Work instructions:
(1) In the forum post about finding the value of the product, what things does the poster wish for everyone and their family?
(2) Can you copy the entries word for word, covering the stretch from their first line through the line that contains "(347, 1168)"?

Passage given:
******************************
# Find the value of the product

#### anemone

##### MHB POTW Director
Staff member
Hey MHB, I am back, fully recover from food poisoning and first off, I want to take this opportunity to wish everyone and their family a very happy and Merry Christmas, much luck, good health and all good things of life. I hope you guys are able to spend it with loved ones!  I want to also present a "Christmas Math Challenge" as a gift to my friends (all of you are my friends, aren't you? ) here today! $a$ satisfies the equation $\left(a+\dfrac{1}{a}+1 \right)\left(a+\dfrac{1}{a} \right)=1$.
******************************
Listed entries:
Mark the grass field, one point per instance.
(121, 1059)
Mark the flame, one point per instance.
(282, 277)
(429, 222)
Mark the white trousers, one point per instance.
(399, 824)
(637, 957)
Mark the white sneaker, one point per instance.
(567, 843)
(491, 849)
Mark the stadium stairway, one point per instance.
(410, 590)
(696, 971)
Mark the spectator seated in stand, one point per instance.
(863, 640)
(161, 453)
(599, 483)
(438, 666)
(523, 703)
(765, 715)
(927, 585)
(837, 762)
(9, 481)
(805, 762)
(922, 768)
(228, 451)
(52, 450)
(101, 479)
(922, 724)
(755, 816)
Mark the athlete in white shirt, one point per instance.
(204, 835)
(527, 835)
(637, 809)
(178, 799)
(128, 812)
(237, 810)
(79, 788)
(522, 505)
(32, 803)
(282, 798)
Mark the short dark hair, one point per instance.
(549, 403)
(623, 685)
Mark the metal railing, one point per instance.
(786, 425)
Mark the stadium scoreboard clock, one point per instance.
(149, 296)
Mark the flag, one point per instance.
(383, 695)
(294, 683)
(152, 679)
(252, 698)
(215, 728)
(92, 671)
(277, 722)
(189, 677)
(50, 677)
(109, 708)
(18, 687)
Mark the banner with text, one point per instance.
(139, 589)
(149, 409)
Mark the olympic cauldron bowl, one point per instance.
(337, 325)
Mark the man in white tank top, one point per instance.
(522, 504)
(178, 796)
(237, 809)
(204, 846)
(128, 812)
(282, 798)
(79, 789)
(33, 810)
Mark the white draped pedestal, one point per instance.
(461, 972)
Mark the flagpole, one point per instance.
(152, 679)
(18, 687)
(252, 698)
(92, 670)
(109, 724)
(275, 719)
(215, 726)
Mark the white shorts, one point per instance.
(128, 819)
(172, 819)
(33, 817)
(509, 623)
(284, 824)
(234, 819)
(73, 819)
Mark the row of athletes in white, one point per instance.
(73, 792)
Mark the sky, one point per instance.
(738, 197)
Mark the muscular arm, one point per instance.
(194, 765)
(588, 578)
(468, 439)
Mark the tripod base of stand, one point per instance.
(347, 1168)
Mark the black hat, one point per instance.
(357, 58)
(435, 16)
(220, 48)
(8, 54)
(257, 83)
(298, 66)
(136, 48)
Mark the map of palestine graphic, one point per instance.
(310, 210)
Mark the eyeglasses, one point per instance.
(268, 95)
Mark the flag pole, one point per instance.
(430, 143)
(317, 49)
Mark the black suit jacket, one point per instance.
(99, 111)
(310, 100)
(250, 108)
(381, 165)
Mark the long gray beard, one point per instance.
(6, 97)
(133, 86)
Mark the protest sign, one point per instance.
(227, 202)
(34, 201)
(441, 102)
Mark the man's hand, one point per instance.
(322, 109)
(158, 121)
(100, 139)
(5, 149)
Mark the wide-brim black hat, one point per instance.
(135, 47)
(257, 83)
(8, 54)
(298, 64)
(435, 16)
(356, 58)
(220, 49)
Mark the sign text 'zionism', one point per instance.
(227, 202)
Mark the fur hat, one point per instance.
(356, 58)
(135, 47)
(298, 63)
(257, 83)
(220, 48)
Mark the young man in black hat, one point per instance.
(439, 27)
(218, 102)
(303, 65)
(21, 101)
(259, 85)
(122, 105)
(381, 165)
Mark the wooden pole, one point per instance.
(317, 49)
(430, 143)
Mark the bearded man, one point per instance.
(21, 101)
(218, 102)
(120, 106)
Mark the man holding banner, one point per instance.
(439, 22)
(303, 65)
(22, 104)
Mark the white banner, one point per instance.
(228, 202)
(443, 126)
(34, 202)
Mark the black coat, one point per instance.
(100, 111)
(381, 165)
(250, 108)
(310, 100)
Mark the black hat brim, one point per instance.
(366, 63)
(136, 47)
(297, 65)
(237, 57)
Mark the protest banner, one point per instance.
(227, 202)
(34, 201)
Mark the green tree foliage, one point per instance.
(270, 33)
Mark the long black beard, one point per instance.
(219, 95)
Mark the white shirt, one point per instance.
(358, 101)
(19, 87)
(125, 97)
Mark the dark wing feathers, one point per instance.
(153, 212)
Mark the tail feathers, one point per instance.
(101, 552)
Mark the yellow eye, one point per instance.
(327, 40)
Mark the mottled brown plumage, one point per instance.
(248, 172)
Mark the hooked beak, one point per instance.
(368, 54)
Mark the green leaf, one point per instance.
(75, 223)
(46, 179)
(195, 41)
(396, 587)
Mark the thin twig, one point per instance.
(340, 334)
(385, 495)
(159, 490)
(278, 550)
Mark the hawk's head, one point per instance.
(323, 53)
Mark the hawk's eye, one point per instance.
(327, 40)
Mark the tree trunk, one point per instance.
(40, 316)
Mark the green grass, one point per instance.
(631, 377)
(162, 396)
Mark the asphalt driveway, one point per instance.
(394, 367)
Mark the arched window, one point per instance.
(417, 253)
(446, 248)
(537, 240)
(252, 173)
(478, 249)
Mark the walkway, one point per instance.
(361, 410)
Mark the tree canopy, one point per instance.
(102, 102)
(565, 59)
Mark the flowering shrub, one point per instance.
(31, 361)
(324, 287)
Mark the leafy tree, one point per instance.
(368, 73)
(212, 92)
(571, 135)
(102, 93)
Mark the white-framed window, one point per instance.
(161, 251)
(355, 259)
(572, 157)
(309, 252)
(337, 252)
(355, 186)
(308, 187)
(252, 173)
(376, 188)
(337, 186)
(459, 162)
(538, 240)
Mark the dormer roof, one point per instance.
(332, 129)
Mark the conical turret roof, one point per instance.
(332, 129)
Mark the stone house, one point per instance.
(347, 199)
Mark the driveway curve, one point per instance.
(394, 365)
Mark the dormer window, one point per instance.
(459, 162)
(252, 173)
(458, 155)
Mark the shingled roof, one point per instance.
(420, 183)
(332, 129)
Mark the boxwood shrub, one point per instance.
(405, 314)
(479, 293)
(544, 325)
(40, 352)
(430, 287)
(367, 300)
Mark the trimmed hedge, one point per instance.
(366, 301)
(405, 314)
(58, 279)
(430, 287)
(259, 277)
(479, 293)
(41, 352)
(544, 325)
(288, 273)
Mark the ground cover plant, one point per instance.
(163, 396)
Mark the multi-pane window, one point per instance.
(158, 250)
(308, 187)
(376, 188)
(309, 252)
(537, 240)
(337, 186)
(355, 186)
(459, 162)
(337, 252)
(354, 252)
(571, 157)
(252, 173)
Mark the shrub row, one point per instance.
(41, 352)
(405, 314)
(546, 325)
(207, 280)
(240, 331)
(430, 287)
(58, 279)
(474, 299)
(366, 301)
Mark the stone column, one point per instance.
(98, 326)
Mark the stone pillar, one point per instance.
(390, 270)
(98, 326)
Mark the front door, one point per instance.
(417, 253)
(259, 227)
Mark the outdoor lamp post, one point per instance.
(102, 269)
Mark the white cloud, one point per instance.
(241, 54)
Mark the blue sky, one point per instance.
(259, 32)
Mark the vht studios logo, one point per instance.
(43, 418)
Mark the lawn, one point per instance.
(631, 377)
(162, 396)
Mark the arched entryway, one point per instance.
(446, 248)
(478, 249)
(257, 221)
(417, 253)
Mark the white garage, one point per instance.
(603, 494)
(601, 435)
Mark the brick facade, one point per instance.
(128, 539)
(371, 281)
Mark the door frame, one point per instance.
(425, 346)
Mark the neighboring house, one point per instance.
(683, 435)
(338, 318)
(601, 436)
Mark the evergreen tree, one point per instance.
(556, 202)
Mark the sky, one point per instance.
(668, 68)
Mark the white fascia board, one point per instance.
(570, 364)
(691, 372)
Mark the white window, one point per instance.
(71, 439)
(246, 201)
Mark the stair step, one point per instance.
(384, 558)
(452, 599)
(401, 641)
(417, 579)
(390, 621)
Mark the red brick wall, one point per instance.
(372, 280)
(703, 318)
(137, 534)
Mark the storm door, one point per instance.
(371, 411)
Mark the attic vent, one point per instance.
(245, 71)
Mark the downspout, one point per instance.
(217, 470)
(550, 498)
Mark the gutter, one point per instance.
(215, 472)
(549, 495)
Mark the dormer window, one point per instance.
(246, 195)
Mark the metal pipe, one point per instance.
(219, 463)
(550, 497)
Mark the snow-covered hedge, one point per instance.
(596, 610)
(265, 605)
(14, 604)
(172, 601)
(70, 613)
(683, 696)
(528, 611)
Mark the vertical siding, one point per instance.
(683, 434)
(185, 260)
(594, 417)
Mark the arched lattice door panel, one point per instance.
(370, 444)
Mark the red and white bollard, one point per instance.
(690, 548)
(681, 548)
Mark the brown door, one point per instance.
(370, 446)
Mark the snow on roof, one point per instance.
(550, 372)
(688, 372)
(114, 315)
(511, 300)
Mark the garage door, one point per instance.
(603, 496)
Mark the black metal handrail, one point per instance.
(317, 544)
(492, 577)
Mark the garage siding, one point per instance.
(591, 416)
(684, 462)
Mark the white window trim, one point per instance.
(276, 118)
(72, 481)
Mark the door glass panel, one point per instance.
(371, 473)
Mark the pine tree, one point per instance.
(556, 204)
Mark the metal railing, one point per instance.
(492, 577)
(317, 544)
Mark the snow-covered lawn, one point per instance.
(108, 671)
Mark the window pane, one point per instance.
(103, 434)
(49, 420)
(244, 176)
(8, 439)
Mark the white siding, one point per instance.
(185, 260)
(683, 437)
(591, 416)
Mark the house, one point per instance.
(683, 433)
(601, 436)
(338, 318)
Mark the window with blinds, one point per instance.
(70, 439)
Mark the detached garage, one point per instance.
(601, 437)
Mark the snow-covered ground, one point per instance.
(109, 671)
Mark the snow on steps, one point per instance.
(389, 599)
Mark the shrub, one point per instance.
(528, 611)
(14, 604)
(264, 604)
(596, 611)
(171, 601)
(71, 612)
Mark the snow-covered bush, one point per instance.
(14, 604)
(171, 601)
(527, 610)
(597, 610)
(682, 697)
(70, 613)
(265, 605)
******************************
Written answers:
(1) A very happy and Merry Christmas, much luck, good health, and all good things of life

(2)
Mark the grass field, one point per instance.
(121, 1059)
Mark the flame, one point per instance.
(282, 277)
(429, 222)
Mark the white trousers, one point per instance.
(399, 824)
(637, 957)
Mark the white sneaker, one point per instance.
(567, 843)
(491, 849)
Mark the stadium stairway, one point per instance.
(410, 590)
(696, 971)
Mark the spectator seated in stand, one point per instance.
(863, 640)
(161, 453)
(599, 483)
(438, 666)
(523, 703)
(765, 715)
(927, 585)
(837, 762)
(9, 481)
(805, 762)
(922, 768)
(228, 451)
(52, 450)
(101, 479)
(922, 724)
(755, 816)
Mark the athlete in white shirt, one point per instance.
(204, 835)
(527, 835)
(637, 809)
(178, 799)
(128, 812)
(237, 810)
(79, 788)
(522, 505)
(32, 803)
(282, 798)
Mark the short dark hair, one point per instance.
(549, 403)
(623, 685)
Mark the metal railing, one point per instance.
(786, 425)
Mark the stadium scoreboard clock, one point per instance.
(149, 296)
Mark the flag, one point per instance.
(383, 695)
(294, 683)
(152, 679)
(252, 698)
(215, 728)
(92, 671)
(277, 722)
(189, 677)
(50, 677)
(109, 708)
(18, 687)
Mark the banner with text, one point per instance.
(139, 589)
(149, 409)
Mark the olympic cauldron bowl, one point per instance.
(337, 325)
Mark the man in white tank top, one point per instance.
(522, 504)
(178, 796)
(237, 809)
(204, 846)
(128, 812)
(282, 798)
(79, 789)
(33, 810)
Mark the white draped pedestal, one point per instance.
(461, 972)
Mark the flagpole, one point per instance.
(152, 679)
(18, 687)
(252, 698)
(92, 670)
(109, 724)
(275, 719)
(215, 726)
Mark the white shorts, one point per instance.
(128, 819)
(172, 819)
(33, 817)
(509, 623)
(284, 824)
(234, 819)
(73, 819)
Mark the row of athletes in white, one point per instance.
(73, 792)
Mark the sky, one point per instance.
(738, 197)
Mark the muscular arm, one point per instance.
(194, 765)
(588, 578)
(468, 439)
Mark the tripod base of stand, one point per instance.
(347, 1168)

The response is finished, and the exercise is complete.